▶ [Data]
## start

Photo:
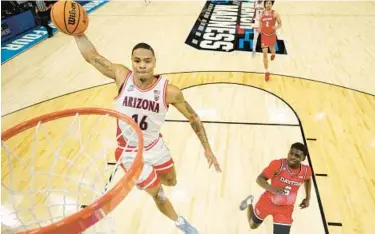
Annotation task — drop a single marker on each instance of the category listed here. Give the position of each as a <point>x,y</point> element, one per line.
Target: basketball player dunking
<point>259,8</point>
<point>287,175</point>
<point>268,29</point>
<point>146,98</point>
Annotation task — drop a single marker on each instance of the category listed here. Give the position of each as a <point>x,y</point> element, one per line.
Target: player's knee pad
<point>281,229</point>
<point>161,196</point>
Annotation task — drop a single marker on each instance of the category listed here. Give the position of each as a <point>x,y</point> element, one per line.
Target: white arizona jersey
<point>147,107</point>
<point>259,8</point>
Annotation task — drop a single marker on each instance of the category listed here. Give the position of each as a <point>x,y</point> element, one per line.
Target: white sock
<point>249,201</point>
<point>179,221</point>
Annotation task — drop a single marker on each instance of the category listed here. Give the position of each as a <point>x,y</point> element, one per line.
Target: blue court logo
<point>227,26</point>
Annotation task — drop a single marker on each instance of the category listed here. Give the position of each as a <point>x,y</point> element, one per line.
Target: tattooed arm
<point>176,98</point>
<point>117,72</point>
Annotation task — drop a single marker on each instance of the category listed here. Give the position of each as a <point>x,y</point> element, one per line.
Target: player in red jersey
<point>287,175</point>
<point>268,29</point>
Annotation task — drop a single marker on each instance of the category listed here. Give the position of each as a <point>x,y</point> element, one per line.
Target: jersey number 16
<point>142,124</point>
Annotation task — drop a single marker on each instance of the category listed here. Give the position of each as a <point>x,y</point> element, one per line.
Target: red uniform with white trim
<point>148,108</point>
<point>268,21</point>
<point>281,206</point>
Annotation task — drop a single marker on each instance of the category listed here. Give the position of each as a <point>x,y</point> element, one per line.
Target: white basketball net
<point>52,169</point>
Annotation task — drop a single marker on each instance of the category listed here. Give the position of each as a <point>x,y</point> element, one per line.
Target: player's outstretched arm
<point>117,72</point>
<point>278,20</point>
<point>176,98</point>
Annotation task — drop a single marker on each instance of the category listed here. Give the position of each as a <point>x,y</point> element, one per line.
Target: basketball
<point>69,17</point>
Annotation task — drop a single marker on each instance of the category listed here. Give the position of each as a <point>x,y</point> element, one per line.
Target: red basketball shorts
<point>281,214</point>
<point>268,41</point>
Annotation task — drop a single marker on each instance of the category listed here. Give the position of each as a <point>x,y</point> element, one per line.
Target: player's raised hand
<point>211,159</point>
<point>305,203</point>
<point>277,190</point>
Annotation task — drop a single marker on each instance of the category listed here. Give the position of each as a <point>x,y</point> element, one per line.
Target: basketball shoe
<point>186,227</point>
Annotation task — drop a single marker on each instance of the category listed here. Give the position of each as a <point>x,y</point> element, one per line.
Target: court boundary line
<point>277,74</point>
<point>187,72</point>
<point>234,123</point>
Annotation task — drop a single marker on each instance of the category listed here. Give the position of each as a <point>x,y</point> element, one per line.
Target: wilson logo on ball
<point>72,14</point>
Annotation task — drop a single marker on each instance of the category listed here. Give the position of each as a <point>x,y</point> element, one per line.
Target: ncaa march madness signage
<point>227,26</point>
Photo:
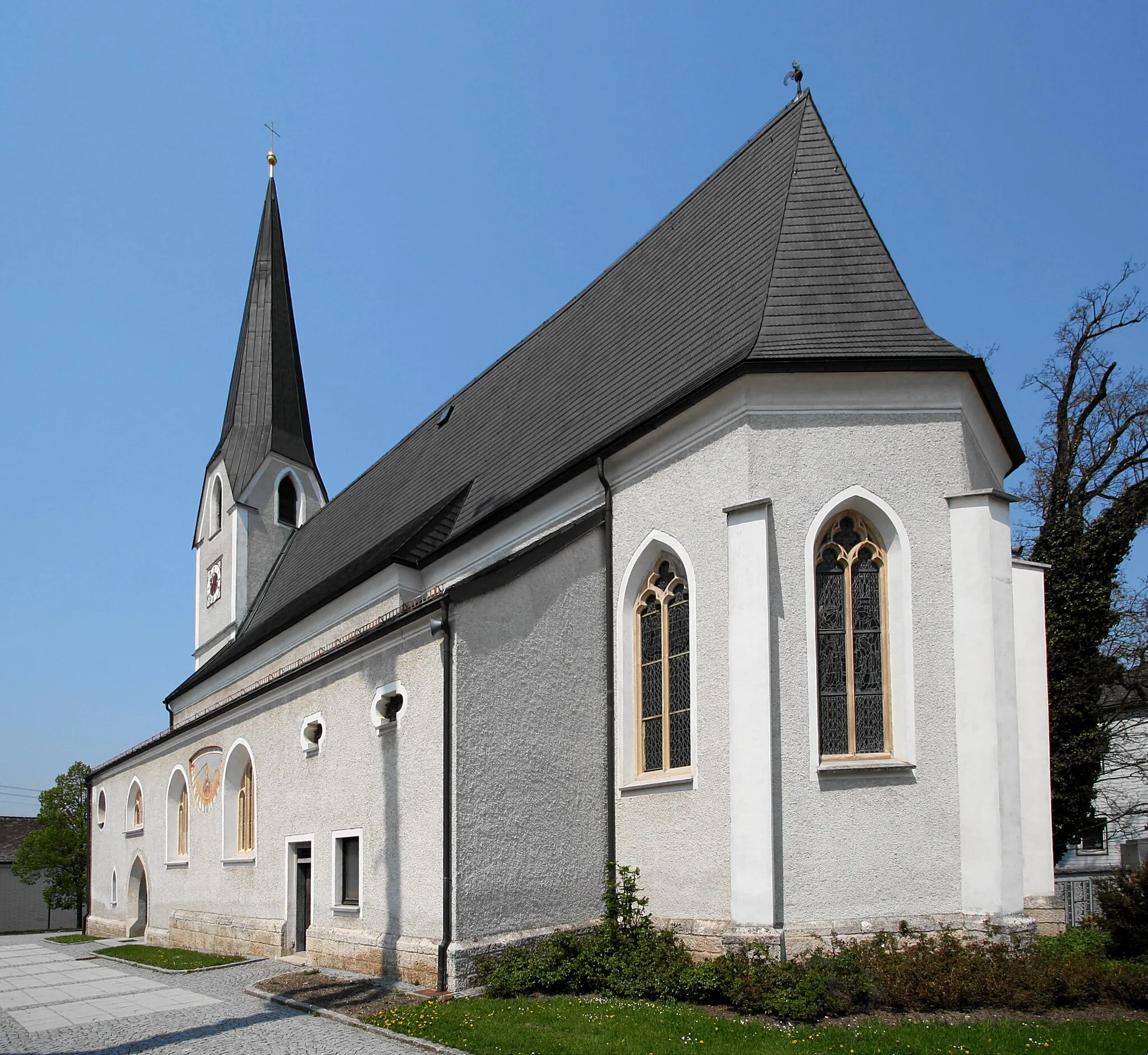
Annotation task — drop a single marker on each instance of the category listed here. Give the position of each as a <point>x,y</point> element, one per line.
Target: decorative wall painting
<point>207,776</point>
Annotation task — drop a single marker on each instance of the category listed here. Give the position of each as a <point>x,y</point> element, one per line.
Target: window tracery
<point>661,636</point>
<point>182,825</point>
<point>852,640</point>
<point>245,812</point>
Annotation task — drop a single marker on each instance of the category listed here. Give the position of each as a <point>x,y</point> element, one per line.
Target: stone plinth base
<point>98,927</point>
<point>411,960</point>
<point>1048,912</point>
<point>706,940</point>
<point>817,933</point>
<point>464,953</point>
<point>214,932</point>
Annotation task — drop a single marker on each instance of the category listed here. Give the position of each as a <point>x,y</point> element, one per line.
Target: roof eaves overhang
<point>411,616</point>
<point>336,586</point>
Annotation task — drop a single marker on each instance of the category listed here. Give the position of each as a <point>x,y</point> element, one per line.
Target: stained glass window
<point>182,825</point>
<point>663,633</point>
<point>245,813</point>
<point>852,648</point>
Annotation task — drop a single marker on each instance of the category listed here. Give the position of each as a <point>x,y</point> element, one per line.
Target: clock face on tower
<point>215,582</point>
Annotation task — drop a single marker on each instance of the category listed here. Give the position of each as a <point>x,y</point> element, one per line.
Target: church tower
<point>262,483</point>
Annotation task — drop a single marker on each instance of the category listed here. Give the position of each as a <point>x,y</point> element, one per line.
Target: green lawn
<point>174,959</point>
<point>573,1026</point>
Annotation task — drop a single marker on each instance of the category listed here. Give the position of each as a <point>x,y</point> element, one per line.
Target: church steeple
<point>262,484</point>
<point>267,405</point>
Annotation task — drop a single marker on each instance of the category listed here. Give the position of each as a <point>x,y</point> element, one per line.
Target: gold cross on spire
<point>271,153</point>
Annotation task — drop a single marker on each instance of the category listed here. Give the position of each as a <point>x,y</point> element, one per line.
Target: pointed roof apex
<point>267,404</point>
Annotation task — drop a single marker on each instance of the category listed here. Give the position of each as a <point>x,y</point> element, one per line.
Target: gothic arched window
<point>289,502</point>
<point>852,640</point>
<point>182,826</point>
<point>661,635</point>
<point>245,812</point>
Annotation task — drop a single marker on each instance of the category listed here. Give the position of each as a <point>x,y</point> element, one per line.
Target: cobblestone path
<point>51,1002</point>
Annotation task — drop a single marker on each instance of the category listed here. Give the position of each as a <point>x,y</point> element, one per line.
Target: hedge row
<point>627,956</point>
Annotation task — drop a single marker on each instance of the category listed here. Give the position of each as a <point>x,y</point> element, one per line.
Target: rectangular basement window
<point>347,873</point>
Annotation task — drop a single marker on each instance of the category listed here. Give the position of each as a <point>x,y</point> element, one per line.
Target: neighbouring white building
<point>711,574</point>
<point>1119,838</point>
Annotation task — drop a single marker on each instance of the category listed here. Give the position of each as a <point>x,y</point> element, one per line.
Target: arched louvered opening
<point>216,511</point>
<point>289,502</point>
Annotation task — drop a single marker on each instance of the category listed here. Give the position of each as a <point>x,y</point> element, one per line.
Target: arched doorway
<point>137,896</point>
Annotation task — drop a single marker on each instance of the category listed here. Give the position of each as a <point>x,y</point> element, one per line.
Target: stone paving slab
<point>210,1013</point>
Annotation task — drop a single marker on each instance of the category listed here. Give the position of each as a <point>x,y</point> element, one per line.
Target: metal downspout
<point>611,841</point>
<point>442,627</point>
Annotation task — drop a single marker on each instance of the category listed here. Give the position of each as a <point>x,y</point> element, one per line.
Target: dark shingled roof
<point>773,260</point>
<point>267,404</point>
<point>13,831</point>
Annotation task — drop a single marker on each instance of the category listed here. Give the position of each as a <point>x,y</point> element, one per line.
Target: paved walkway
<point>54,999</point>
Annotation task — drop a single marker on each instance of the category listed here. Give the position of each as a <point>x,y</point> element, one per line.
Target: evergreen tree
<point>1090,483</point>
<point>58,848</point>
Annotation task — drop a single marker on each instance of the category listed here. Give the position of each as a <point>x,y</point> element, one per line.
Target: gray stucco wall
<point>23,908</point>
<point>387,785</point>
<point>873,844</point>
<point>530,704</point>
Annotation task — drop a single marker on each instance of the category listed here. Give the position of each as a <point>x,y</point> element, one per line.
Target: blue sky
<point>450,175</point>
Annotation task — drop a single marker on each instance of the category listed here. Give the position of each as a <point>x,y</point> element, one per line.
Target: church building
<point>710,576</point>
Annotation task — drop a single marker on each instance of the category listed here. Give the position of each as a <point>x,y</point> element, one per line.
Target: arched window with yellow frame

## end

Write the listing out a second time exactly, dropping all images.

Photo:
Annotation task — drop a single marker on each instance of the category listed here. Give the position of each as a <point>x,y</point> element, one per line.
Target: basketball player dunking
<point>259,8</point>
<point>287,175</point>
<point>268,29</point>
<point>146,98</point>
Annotation task — drop a single marker on each instance of the category listed here. Give the position of each as a <point>x,y</point> element, one per line.
Target: player's knee pad
<point>281,229</point>
<point>161,196</point>
Annotation task — drop a single marker on each instance of the category listed here. Give the position of each as a <point>x,y</point> element, one per line.
Target: white arizona jersey
<point>147,107</point>
<point>259,8</point>
Annotation task — drop a single marker on each instance of the category listed here. Give the position of each as a <point>x,y</point> element, one per line.
Target: white sock
<point>249,201</point>
<point>179,221</point>
Annotation task — drop a single marker on each instance of the category listed here. Give the position of each as a <point>x,y</point> element, one per line.
Target: blue court logo
<point>227,26</point>
Annotation task — drop a single marker on each instance of the category listed here. Give the position of each as a <point>x,y</point> element, one per line.
Target: tattooed arm
<point>176,98</point>
<point>117,72</point>
Annotation task — drop a single marker on each instance of the category listed here. Give the position of each as a <point>x,y</point> element, one per line.
Target: player in red jersey
<point>287,175</point>
<point>268,29</point>
Annotation task — drop a single marker on each instance of the category listed here. Give the position of each as a <point>x,y</point> element, one per line.
Target: jersey number 16
<point>142,124</point>
Annotation task — drop a single marker on each instance of the category listed here. Give the position of each as a <point>x,y</point> element, one per line.
Target: red uniform with white trim
<point>148,108</point>
<point>268,21</point>
<point>281,206</point>
Annotation task — drop a single marker on each instance of the category listed here. Give the position of each as a <point>x,y</point> element, one per line.
Target: white basketball net
<point>52,169</point>
Annotation task — drop a single marker on each instance of the category listed here. Give the position of each as a <point>x,y</point> element, one per line.
Target: player's outstretched arm
<point>117,72</point>
<point>278,20</point>
<point>176,98</point>
Annotation task — drop a single marker on each instance of the category listed here. Give the position of each as a <point>x,y</point> element, one per line.
Target: basketball
<point>69,17</point>
Annotation task — drop a single marker on each instance of the category listed here. Give the position of each as a <point>x,y</point> element, one per line.
Target: red basketball shorts
<point>281,214</point>
<point>268,41</point>
Annotation task — drop a single marker on each instance of the category listed here. Give the position of each as a <point>x,y</point> element, one per line.
Target: player's raised hand
<point>211,159</point>
<point>305,203</point>
<point>277,190</point>
Annotation task — drop a single marker on each instance of the category listed here. Give the position of each as a <point>x,y</point> element, one per line.
Target: basketball shoe
<point>186,227</point>
Annotation task — drop a single marker on each instance of the category listed here. Give the position of each as a <point>x,y</point> element, one per line.
Target: court boundary line
<point>277,74</point>
<point>187,72</point>
<point>234,123</point>
Annotation task — drop a single marker on each instance of the category listed here. Give the position of each as a <point>x,y</point> element, one per line.
Target: wilson logo on ball
<point>72,14</point>
Annotation task — drop a single marker on each instance of the category listed here. Give the position of each as a <point>x,y</point> element, one per line.
Target: ncaa march madness signage
<point>227,26</point>
Photo:
Annotation task — drop a single marker on each instance of the category listed here. Give the position of each as a <point>x,y</point> element, one per line.
Target: decorative wall painting
<point>207,776</point>
Annotation task — drop a single marker on each instance of the category listed here. Give the position of each as a <point>x,y</point> element, one per line.
Target: window tracery
<point>661,636</point>
<point>182,825</point>
<point>852,640</point>
<point>245,812</point>
Annotation task — drop a single marker on each instance of the category listed here. Give the position of each as a <point>x,y</point> element, one per line.
Target: stone plinth base
<point>98,927</point>
<point>411,960</point>
<point>1048,912</point>
<point>706,940</point>
<point>817,933</point>
<point>464,953</point>
<point>214,932</point>
Annotation task — drop a single marker on each instance of the category listed here. Give the position of each as a <point>x,y</point> element, one per line.
Target: roof eaves overhang
<point>411,616</point>
<point>336,586</point>
Annotation task — drop a single marker on each instance of the category listed here. Give the position of each as a <point>x,y</point> element, one per line.
Target: stained glass window
<point>182,825</point>
<point>663,633</point>
<point>245,813</point>
<point>852,648</point>
Annotation task — drop a single marker on each instance of the category listed here. Give the position of each as a <point>x,y</point> element, one per line.
Target: clock face on tower
<point>215,582</point>
Annotation task — drop a single marker on each instance of the category listed here. Give the position of each as a <point>x,y</point> element, one per line.
Target: church tower
<point>262,483</point>
Annotation task — drop a single marker on each instance of the category listed here. Give the position of each as a <point>x,y</point> element, one per line.
Target: green lawn
<point>174,959</point>
<point>573,1026</point>
Annotation task — drop a single marker on each instance of the category listed here. Give the position of each as a <point>x,y</point> element, one per line.
Target: church steeple
<point>262,484</point>
<point>267,405</point>
Annotation task — drop a single marker on each instance of the category listed here. Give the position of each as a <point>x,y</point> element, one per line.
Target: gold cross on spire
<point>271,153</point>
Annotation task — drop a single marker on each instance of the category listed here. Give the position of each as a <point>x,y</point> element, one per line.
Target: pointed roof apex
<point>267,404</point>
Annotation task — drop a single marker on each instance of the category listed here. Give the position of each as a <point>x,y</point> element, one per line.
Target: gothic arched window
<point>289,502</point>
<point>852,640</point>
<point>182,826</point>
<point>661,635</point>
<point>245,812</point>
Annotation task — drop a single marker on each instance of the category listed here. Give the position of each as a <point>x,y</point> element, one per line.
Target: cobblestone path
<point>51,1002</point>
Annotation task — drop a single marker on each instance of the category listed here. Give the position of each as a <point>x,y</point> element, one per line.
Target: hedge row
<point>627,956</point>
Annotation task — drop a single marker on each instance of the category listed here. Give the position of each as a <point>x,y</point> element, one per line.
Target: rectangular basement window
<point>347,873</point>
Annotation task — drop a single marker on each instance of the category listed here. Give the position of each as a <point>x,y</point> element, one per line.
Target: neighbouring white building
<point>711,574</point>
<point>1119,838</point>
Annotation task — drop a single marker on each instance of the category listed here. Give the position of each as a <point>x,y</point> element, one per line.
Target: arched louvered opening
<point>216,511</point>
<point>289,502</point>
Annotation task — drop a single marker on each instance of the category listed here. Give the position of each as a <point>x,y</point> element, one per line.
Target: arched doorway
<point>137,896</point>
Annotation task — drop a single marker on each instance of the category listed here. Give the position of each as a <point>x,y</point> element, one per line.
Target: stone paving slab
<point>210,1013</point>
Annotation task — drop a single marker on each instance of the category listed here. Give the position of each as a <point>x,y</point> element, one per line.
Target: metal downspout
<point>611,841</point>
<point>442,627</point>
Annotation task — drop a single marker on each instance of the category listed here. Give the position of each as a <point>x,y</point> element, one per line.
Target: dark shingled roof
<point>773,260</point>
<point>267,404</point>
<point>13,831</point>
Annotation task — drop a single marker on each instance of the category listed here. Give the position of each as a <point>x,y</point> element, one per line.
Target: paved walkway
<point>54,999</point>
Annotation task — drop a single marker on each instance of the category listed here. Give the position of each as a <point>x,y</point> element, one per line.
Target: evergreen tree
<point>1090,483</point>
<point>58,848</point>
Annotation task — drop a single marker on each instance of the category listed here. Give the position of each as a <point>x,y</point> element, one per line.
Target: gray stucco wall
<point>23,908</point>
<point>387,785</point>
<point>873,844</point>
<point>530,704</point>
Annotation task — drop a single marker on each instance of the category listed here. Give the position of each as a <point>x,y</point> element, one per line.
Target: blue sky
<point>450,175</point>
Annotation task — drop a single marker on each instance of the category listed here. Give the position of each as a <point>x,y</point> element, one per line.
Target: church building
<point>710,576</point>
Annotation task — drop a single marker on each instance of the category listed here. Give the position of each as a <point>x,y</point> element, one per line.
Target: arched window with yellow frame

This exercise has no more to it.